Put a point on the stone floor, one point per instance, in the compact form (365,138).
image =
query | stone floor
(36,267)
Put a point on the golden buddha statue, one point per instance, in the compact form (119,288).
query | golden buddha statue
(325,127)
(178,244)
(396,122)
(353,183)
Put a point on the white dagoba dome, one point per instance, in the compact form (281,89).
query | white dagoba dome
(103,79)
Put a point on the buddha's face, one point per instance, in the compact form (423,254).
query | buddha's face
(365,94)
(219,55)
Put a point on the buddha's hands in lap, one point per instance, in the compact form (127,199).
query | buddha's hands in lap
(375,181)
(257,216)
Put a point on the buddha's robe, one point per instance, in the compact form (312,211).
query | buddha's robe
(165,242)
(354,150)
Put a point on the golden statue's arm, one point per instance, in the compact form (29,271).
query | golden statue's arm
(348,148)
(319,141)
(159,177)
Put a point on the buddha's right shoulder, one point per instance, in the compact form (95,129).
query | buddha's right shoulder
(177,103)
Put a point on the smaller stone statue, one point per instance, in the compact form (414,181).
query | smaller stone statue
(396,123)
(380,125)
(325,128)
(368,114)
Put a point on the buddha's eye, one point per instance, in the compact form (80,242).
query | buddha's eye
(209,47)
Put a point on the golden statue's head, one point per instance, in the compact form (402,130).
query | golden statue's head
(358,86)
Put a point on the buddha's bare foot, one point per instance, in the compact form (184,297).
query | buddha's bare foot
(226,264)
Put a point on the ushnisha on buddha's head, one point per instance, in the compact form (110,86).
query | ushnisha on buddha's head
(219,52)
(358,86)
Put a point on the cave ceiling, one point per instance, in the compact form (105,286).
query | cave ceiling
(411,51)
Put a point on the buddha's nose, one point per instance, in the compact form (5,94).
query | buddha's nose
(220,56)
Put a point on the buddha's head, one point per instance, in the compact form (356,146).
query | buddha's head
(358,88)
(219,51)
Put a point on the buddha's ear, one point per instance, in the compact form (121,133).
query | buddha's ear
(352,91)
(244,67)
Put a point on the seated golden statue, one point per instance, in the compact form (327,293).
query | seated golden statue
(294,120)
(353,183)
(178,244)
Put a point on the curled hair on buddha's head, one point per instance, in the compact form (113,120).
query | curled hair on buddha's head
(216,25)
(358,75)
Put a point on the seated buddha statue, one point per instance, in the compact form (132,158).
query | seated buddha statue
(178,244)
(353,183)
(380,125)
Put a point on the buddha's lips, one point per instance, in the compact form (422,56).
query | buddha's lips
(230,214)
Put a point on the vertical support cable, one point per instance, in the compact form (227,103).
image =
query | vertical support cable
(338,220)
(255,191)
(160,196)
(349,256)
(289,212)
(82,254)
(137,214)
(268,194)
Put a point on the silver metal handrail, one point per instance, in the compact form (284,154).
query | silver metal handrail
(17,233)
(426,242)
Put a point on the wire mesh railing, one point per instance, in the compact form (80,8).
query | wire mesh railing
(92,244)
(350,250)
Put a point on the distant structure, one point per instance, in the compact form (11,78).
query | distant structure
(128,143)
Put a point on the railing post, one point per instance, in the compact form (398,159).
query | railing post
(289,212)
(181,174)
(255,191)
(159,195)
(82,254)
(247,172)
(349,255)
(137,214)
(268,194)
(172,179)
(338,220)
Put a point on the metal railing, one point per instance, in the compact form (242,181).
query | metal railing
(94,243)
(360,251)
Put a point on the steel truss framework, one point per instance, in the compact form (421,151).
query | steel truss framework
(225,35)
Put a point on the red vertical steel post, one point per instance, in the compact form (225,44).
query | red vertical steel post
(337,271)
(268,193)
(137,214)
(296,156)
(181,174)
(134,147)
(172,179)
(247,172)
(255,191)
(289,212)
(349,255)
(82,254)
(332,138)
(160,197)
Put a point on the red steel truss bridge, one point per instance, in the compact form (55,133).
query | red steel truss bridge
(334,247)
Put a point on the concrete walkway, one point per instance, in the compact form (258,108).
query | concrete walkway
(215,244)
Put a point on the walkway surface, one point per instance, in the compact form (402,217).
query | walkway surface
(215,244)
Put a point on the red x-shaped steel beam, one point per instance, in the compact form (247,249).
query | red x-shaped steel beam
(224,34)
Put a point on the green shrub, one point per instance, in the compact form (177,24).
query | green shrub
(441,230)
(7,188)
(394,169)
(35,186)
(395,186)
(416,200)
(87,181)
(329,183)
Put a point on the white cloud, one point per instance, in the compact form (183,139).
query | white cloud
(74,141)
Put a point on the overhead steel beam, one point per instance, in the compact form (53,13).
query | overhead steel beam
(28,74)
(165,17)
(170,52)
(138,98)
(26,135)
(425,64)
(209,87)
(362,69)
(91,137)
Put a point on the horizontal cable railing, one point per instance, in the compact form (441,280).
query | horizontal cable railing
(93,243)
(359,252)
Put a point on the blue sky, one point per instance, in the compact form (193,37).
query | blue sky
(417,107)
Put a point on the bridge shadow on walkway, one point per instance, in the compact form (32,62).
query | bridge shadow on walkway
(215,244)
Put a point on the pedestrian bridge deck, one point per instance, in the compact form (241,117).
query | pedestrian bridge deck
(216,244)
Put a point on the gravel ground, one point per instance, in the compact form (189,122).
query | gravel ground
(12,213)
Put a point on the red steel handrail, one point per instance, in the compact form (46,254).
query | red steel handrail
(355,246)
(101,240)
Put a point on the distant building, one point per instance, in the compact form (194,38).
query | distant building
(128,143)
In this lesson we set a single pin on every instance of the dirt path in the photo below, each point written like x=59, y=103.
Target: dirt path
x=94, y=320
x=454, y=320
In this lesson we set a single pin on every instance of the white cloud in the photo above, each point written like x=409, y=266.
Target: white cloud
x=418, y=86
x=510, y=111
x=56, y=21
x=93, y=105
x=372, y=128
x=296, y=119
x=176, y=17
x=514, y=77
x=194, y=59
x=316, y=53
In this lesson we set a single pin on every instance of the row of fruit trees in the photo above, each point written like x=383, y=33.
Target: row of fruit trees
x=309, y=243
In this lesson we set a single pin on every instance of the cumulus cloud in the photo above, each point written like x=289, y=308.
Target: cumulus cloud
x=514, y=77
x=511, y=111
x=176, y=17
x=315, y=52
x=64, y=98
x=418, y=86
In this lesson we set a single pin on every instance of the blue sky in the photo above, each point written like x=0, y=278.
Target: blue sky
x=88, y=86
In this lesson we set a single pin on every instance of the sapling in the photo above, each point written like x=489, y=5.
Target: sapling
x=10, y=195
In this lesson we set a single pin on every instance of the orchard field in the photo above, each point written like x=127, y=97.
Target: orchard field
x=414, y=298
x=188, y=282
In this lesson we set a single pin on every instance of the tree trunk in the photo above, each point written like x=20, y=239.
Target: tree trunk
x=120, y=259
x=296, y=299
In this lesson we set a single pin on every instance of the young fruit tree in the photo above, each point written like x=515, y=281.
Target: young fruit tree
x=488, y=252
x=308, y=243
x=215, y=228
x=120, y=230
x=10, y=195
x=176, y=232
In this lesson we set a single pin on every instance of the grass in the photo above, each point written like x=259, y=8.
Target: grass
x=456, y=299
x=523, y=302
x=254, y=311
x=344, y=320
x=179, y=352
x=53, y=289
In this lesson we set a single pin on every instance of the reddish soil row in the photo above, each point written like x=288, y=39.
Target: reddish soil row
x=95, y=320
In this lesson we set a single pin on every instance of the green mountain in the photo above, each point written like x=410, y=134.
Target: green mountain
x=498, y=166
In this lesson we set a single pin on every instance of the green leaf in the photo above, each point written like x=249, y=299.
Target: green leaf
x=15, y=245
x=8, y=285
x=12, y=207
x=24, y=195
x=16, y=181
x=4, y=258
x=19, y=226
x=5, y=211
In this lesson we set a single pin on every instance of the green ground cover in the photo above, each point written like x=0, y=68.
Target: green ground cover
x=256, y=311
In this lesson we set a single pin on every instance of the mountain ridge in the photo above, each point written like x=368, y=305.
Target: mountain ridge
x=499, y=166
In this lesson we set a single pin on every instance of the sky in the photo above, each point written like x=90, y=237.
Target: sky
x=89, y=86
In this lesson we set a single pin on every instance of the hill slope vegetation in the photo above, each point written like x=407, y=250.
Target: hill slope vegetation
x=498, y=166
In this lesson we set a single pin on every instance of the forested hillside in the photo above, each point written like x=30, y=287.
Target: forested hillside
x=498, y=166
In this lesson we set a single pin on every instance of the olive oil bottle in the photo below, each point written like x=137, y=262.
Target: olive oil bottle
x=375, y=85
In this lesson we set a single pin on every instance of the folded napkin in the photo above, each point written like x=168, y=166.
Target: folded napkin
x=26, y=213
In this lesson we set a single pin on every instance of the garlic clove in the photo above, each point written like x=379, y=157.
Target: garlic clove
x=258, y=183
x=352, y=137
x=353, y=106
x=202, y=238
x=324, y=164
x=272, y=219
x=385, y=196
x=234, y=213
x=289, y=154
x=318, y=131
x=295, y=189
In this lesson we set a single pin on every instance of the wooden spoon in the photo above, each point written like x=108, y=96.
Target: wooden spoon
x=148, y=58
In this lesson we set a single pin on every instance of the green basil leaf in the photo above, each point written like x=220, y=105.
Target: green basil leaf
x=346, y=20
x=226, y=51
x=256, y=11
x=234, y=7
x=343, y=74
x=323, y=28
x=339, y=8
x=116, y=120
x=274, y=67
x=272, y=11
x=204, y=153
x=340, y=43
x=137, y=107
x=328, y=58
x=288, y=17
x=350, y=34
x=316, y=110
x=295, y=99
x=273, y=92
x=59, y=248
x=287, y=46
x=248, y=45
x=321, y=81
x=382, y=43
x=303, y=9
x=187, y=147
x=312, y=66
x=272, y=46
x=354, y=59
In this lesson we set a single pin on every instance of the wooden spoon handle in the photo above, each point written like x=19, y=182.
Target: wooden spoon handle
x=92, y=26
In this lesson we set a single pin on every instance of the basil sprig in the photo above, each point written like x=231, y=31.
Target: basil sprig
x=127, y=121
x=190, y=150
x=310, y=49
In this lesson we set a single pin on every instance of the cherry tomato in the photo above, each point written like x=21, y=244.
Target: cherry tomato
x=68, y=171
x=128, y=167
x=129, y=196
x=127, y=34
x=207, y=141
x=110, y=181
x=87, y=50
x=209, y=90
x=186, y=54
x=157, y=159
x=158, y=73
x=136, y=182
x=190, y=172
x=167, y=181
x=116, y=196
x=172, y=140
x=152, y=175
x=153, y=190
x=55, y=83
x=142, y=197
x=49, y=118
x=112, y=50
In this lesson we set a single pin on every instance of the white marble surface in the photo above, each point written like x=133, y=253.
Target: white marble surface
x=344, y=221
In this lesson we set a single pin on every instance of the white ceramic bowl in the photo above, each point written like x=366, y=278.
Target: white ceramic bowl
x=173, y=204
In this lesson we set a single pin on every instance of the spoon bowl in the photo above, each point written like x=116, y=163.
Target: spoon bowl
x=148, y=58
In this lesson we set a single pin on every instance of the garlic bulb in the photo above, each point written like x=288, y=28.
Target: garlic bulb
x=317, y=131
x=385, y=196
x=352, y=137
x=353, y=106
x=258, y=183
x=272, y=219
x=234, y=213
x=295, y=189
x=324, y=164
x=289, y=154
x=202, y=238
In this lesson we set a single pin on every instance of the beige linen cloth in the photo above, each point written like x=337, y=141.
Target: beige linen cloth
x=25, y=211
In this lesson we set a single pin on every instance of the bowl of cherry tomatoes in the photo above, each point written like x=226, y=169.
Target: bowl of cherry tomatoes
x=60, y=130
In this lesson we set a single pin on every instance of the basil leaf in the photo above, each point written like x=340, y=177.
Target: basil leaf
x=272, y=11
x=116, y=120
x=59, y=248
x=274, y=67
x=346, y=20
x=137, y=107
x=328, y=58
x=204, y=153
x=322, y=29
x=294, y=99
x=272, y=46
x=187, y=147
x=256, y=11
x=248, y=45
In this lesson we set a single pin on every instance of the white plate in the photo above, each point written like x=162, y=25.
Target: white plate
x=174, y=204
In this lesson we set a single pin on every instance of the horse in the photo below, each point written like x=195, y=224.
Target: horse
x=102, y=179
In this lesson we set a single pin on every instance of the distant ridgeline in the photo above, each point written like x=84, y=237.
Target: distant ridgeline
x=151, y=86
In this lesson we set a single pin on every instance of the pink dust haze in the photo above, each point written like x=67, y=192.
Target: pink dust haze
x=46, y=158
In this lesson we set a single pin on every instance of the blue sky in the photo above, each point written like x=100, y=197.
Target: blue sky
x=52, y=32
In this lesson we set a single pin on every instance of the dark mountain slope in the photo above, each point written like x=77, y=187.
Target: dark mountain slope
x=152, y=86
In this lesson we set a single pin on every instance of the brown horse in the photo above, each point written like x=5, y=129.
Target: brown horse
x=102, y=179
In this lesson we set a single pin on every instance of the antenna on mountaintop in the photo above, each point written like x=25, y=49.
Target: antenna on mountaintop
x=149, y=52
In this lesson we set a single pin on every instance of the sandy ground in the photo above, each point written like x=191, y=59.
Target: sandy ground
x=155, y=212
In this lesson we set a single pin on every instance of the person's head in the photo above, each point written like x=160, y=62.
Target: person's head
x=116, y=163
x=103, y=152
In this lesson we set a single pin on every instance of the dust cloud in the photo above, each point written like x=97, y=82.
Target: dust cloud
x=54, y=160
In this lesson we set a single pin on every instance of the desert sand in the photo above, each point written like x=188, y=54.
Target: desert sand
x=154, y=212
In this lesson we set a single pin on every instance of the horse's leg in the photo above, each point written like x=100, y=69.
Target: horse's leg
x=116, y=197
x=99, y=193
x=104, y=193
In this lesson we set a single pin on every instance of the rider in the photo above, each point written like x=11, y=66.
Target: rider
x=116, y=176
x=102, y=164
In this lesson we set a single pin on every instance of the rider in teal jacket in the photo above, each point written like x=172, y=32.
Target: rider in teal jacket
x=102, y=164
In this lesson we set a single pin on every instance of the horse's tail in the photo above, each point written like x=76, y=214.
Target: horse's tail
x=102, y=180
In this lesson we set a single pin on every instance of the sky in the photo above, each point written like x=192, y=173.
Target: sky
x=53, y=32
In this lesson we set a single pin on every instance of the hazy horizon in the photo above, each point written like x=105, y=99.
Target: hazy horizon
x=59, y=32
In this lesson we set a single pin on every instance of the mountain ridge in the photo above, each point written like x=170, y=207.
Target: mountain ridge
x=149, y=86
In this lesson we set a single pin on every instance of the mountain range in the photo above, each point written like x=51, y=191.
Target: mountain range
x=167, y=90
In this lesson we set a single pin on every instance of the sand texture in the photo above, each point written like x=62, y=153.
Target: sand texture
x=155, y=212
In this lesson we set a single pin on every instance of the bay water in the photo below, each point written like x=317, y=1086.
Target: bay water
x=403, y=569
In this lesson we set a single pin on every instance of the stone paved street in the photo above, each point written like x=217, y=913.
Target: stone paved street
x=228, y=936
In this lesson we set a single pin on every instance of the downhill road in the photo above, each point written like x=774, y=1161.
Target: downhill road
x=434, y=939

• **What is required**
Set down, word for word, the lines of the listing above, beginning at the line that has "like x=192, y=173." and stopping after the line that has "x=167, y=90".

• **Reply to the task**
In this lesson we set a single pin on every instance of the sky in the photo above, each point written like x=192, y=173.
Target: sky
x=53, y=32
In this lesson we set a single pin on every instance of the hazy horizon in the photo above, each point written like x=105, y=99.
Target: hazy horizon
x=59, y=32
In this lesson we set a single pin on every instance of the mountain ridge in the photo above, each point written like x=170, y=207.
Target: mountain ridge
x=149, y=86
In this lesson we set a single pin on every instance of the mountain range in the photo above, each point written like x=51, y=191.
Target: mountain range
x=167, y=90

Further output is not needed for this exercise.